> _Objective_: Can you copy out every line of the records below, word for word, with nothing changed?

-- start Input rows --

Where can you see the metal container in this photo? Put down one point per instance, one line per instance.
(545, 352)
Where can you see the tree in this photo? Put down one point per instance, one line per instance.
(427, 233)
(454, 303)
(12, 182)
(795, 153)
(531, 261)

-- end Input rows --

> _Right answer_:
Where can you see the metal container in this photo? Put down one point per instance, one line per instance.
(545, 352)
Where can you see the tree in this photo? Put down one point per instance, one line per instance.
(427, 233)
(454, 303)
(12, 182)
(795, 153)
(531, 261)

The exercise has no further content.